- [Extract]:

15 June 2009


Silentium is a Latin word for 'shut up'. It is also the title of an Austrian film by Wolfgang Murnberger based on a detective novel by Wolf Haas. It revolves around a grumpy private detective stumbling into the mysterious case of a man found dead on a rooftop in the beautiful city of Salzburg. As he keeps on searching for the truth behind the death, his life is increasingly in danger.

Even though what I just wrote in the previous paragraph seems pretty banal and commonplace in an average detective story, Silentium is somehow fresh in its gothic feel and odd characters. Simon Brennder, the detective, looks more like a homeless person than a detective as his life spirals out of control. Salzburg is also transformed into a city of at once carnivalesque and mysterious atmosphere.

It turns out that the death involves a Catholic school in which there are only 33 male students. The recruitment of Filipino maids of course rouses Brenner's suspicion as he tries to unravel the whole mystery. Of course, his search leads to a series of deaths which, albeit gory as it were, are somehow made light by the general humorous tone of the film.

Of course, I don't think I need to reveal the culprit, as the viewer could probably have guessed who is behind all this after watching it for a while. In fact, the director even shows the faces of the murderers at the beginning of the film. What is more important, I believe, is Brenner's reasoning and picking up trails, coupled with his eccentric personality. In one point, he is even compared to Jesus as he is portrayed as wearing a crown of thorns. This just makes me think: in what sense is Brenner a matyr? Does he sacrifice his life and safety in order to search for a truth no one wants in the same way that Jesus preaches what nobody nowadays wants to hear? Maybe Brenner's ethics is out of place in the world where we are becoming more desentisised to evils and moral corruption.

This is sad.

2 Days in Paris

Another film that uses Paris as a crucial setting, 2 Days in Paris is about love, relationships, and cultural conflict. Two main characters, Jack and Marion, are in love, but the film shows that somehow love is not enough.

What is interesting in this film are national stereotypes that are somehow inflated to the level of intentional absurdity. Marion is French: she is portrayed as temperamental, 'allegedly' promiscuous, and sophisticated. Jack is an cynical
American hypochondriac. However, these stereotypes are not there only to reinforce the difference in characterisation; they become the cause of misunderstanding, expectation, and of course self-realisation. What I like about this film is that Julie Delpy does not only parody these stereotypes, but she also portrays how we still use them in our attempt to understand or make sense of things and people around us.

Even though at times I got exhausted listening to their constant bickering and never-ending dialogues, 2 Days in Paris is beautiful. It shows how Jack and Marion, despite their stereotypical differences, wish to learn and transcend the stereotypical boundaries as deep down they hope that love can somehow conquer this difference. The ending, which for some may seem unrealistic, reflects something about life: that a split second can make or break a relationship. Somehow days or months of rationalising about make-up or break-up may not be important anymore in that split second when one wishes to stop or carry on. In that split second, perhaps indescribable instinct or faith in love counts.

(Data records)
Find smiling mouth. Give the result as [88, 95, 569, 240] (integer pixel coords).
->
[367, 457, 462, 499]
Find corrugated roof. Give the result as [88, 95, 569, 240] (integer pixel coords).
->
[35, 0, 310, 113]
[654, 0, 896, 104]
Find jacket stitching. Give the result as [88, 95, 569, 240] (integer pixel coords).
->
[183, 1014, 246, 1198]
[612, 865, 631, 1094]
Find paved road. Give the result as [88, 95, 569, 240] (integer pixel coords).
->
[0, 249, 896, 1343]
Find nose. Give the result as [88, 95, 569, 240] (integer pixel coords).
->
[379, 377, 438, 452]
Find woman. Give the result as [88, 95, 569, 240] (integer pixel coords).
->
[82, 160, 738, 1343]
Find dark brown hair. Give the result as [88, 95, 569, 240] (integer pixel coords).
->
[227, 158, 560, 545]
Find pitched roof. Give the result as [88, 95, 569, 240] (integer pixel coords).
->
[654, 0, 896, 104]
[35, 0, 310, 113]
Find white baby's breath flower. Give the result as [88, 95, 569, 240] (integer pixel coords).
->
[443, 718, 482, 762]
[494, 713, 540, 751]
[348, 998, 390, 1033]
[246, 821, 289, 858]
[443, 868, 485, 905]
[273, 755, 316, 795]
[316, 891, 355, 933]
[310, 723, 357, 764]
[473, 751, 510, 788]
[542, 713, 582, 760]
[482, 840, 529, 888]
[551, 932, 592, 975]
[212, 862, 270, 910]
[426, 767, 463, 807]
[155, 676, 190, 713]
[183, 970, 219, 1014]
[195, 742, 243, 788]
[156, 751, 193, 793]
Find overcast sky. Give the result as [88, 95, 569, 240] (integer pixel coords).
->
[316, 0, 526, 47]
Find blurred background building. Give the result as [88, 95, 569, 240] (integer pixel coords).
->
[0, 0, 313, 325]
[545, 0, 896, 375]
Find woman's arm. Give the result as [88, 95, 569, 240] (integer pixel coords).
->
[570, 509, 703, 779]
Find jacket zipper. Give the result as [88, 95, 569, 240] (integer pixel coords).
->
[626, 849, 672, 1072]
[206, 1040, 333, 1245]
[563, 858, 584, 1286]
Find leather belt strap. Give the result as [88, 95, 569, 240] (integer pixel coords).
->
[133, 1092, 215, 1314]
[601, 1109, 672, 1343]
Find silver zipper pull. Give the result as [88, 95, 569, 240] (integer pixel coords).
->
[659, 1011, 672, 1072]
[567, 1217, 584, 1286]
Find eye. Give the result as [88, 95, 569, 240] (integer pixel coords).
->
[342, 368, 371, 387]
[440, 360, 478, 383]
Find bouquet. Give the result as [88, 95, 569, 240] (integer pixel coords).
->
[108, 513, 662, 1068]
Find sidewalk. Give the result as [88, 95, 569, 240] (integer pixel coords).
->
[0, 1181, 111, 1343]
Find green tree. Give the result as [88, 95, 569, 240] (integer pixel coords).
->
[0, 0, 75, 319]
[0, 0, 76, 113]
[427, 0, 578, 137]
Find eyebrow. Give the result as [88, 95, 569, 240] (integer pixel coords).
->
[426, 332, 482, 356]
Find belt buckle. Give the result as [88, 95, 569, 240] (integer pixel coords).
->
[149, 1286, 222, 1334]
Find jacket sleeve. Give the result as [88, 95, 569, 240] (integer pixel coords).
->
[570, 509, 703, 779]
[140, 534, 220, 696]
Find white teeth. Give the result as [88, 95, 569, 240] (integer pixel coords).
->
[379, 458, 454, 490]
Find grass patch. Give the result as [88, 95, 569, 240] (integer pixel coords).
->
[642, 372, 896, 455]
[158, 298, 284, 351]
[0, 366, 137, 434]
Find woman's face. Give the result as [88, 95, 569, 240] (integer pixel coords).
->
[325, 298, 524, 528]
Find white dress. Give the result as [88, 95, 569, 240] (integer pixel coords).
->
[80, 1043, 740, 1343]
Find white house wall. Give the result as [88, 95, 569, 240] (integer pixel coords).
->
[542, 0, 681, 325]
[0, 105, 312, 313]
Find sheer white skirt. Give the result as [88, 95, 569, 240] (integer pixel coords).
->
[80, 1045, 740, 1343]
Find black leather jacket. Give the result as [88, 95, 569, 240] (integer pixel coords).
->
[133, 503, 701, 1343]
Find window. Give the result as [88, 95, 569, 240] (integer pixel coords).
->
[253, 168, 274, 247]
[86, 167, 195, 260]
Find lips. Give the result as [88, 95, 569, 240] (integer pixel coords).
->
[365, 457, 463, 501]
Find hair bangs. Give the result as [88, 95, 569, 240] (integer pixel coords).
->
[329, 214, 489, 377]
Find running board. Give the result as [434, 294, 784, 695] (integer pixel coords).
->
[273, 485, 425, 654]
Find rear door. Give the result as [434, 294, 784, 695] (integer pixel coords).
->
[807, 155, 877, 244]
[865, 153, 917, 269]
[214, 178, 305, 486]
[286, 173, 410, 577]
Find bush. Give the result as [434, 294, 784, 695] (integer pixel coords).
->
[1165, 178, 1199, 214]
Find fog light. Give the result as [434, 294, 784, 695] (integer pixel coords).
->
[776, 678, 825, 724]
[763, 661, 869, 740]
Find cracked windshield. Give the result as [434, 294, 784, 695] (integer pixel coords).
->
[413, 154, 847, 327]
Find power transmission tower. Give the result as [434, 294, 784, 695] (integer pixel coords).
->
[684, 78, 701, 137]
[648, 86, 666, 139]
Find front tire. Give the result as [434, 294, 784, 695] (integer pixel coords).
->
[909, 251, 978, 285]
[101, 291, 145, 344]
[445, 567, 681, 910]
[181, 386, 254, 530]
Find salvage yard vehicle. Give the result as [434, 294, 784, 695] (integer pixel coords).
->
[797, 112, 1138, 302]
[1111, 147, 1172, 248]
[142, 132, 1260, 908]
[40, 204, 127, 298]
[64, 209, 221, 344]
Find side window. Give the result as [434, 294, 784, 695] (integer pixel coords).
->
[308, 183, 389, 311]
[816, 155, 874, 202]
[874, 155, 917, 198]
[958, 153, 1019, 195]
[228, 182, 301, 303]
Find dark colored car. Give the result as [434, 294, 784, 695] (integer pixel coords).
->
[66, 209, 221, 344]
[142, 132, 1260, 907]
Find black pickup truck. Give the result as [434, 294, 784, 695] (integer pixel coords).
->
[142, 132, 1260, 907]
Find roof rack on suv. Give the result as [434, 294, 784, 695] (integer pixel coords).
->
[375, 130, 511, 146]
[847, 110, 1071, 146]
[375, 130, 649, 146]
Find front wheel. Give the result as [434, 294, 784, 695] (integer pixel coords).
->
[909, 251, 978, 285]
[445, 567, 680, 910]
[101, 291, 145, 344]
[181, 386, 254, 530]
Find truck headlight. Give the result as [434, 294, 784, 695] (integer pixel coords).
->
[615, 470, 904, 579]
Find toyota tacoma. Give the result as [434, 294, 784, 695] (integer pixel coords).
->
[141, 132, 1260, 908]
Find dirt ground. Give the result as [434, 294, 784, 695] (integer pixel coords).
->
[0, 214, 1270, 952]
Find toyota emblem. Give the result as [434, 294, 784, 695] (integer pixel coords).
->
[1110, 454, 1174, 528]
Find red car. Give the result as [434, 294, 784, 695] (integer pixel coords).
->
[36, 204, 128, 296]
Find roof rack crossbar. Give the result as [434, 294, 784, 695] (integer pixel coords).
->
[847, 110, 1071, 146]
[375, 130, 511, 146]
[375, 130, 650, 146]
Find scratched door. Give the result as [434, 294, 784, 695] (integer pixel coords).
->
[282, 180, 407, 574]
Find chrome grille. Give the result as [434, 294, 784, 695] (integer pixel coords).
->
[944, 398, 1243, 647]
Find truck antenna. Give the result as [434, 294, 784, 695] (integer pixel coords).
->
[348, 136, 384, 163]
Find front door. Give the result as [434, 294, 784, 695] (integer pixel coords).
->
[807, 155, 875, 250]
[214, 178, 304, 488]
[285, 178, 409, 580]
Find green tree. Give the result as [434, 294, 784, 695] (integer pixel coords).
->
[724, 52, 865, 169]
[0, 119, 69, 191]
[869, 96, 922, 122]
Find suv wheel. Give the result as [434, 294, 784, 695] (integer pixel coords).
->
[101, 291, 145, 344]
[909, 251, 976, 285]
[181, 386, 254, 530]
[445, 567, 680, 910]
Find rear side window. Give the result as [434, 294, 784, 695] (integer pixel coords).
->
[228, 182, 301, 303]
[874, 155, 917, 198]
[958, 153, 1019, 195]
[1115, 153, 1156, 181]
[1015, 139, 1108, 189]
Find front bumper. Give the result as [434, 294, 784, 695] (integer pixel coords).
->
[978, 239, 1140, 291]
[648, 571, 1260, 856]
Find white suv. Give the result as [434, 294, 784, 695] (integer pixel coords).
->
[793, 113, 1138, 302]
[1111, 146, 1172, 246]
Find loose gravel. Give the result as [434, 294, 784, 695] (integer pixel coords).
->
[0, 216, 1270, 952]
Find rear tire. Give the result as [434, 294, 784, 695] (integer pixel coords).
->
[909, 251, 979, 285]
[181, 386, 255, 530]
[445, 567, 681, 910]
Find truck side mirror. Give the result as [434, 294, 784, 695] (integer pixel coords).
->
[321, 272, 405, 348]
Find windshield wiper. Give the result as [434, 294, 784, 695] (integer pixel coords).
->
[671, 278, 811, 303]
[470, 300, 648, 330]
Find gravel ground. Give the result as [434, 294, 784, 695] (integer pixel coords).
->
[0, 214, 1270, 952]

- [Goals]:
1 – In one to three sentences, explain why the film reviews say the culprit in Silentium doesn't need to be revealed.
2 – Output the passage of the film reviews from "Another film that" up to and including "people around us.".
Answer using only the film reviews and nothing else.

- [Solutions by task]:
1 – The reviewer says the viewer could probably guess who is behind the deaths after watching for a while. The director even shows the murderers' faces at the beginning of the film, so Brenner's reasoning and eccentric personality matter more than the identity of the culprit.

2 –
Another film that uses Paris as a crucial setting, 2 Days in Paris is about love, relationships, and cultural conflict. Two main characters, Jack and Marion, are in love, but the film shows that somehow love is not enough.

What is interesting in this film are national stereotypes that are somehow inflated to the level of intentional absurdity. Marion is French: she is portrayed as temperamental, 'allegedly' promiscuous, and sophisticated. Jack is an cynical
American hypochondriac. However, these stereotypes are not there only to reinforce the difference in characterisation; they become the cause of misunderstanding, expectation, and of course self-realisation. What I like about this film is that Julie Delpy does not only parody these stereotypes, but she also portrays how we still use them in our attempt to understand or make sense of things and people around us.